Passage:
Studio album by Woody Herman
- Released: December 1962
- Recorded: October 15–16, 1962
- Genre: Jazz
- Length: 37:12
- Label: Philips (PHM 200-065)
- Producer: Jack Tracy

Woody Herman chronology
| The New Swingin' Herman Herd (1960) | Woody Herman–1963 (1962) | Encore (1963) |

= Woody Herman–1963 =

Woody Herman–1963 is a 1962 studio album by Woody Herman and his big band. The album peaked at 136 on the Billboard 200.

What to do:
(1) In the passage on the album Woody Herman–1963, what position did the album reach on the Billboard 200?
(2) Pick up the passage on the album Woody Herman–1963 after its last sentence and extend it with a few more sentences.

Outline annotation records
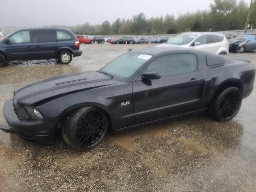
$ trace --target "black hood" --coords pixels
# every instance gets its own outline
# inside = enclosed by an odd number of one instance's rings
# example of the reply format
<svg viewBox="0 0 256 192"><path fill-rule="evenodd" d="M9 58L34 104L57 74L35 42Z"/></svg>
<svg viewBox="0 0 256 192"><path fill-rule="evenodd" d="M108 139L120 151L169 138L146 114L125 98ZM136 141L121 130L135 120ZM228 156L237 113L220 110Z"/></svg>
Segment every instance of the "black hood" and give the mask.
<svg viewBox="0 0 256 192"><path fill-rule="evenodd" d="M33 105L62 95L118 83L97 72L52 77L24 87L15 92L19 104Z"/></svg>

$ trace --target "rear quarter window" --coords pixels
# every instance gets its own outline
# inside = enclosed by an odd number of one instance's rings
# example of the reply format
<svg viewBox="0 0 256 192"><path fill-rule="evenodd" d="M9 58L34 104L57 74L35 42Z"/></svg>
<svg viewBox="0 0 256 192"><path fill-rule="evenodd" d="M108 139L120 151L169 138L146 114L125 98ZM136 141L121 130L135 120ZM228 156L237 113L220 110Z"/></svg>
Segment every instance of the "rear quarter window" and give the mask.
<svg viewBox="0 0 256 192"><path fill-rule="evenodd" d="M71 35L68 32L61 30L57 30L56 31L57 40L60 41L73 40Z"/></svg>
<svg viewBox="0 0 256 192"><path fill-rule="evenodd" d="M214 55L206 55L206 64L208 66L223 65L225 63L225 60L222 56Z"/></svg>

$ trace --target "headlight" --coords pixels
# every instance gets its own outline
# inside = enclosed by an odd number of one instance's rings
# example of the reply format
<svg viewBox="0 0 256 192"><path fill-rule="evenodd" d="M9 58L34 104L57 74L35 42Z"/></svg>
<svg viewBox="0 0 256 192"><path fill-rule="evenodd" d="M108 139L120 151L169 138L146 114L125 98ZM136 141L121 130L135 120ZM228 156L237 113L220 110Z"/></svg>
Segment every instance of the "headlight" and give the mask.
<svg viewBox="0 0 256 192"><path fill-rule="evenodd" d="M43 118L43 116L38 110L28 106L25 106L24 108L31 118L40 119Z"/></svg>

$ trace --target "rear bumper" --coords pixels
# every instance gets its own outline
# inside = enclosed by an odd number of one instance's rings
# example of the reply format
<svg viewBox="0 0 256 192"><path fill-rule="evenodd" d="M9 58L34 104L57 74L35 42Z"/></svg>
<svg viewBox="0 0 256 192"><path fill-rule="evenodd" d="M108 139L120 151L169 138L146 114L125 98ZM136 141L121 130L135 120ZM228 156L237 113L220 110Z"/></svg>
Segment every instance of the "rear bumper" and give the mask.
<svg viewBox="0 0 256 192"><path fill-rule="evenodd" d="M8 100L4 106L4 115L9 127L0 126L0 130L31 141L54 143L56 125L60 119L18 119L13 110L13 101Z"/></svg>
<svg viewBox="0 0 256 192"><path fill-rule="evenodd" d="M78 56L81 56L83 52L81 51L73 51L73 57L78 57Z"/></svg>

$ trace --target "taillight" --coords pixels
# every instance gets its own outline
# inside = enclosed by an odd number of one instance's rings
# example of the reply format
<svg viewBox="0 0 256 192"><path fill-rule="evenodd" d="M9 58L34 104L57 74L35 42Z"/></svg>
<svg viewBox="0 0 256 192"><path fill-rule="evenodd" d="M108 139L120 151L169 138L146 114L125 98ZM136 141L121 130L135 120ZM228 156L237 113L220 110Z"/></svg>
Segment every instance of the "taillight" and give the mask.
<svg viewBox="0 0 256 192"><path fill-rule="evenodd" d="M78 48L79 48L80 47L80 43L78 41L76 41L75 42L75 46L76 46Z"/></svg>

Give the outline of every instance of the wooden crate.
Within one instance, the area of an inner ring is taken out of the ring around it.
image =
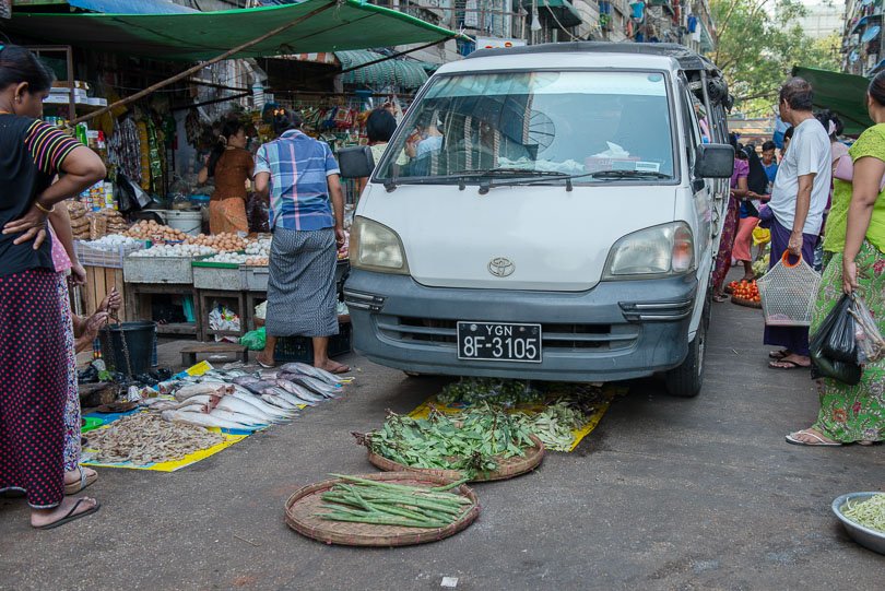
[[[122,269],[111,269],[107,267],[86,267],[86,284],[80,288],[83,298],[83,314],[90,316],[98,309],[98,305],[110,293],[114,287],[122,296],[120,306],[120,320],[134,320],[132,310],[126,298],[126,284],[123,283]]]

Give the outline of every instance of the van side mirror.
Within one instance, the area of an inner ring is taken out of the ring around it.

The replies:
(1) It peaked at 136.

(2)
==Reception==

Ken Dryden reviewed the album for AllMusic, writing that "While this is hardly 'the Swingin'est Big Band Ever,' as hyped ... this 1963 edition of Woody Herman's big band is a strong one, with an emphasis on well-constructed blues charts. The only letdown of the date is Herman's throwaway vocal chorus in Chase's 'Camel Walk,' which follows the leader's potent clarinet solo". Dryden praised Sal Nistico's performance on "Sister Sadie" and Phil Wilson's solos on "Don't Get Around Much Anymore" and "It's a Lonesome Old Town (When You're Not Around)".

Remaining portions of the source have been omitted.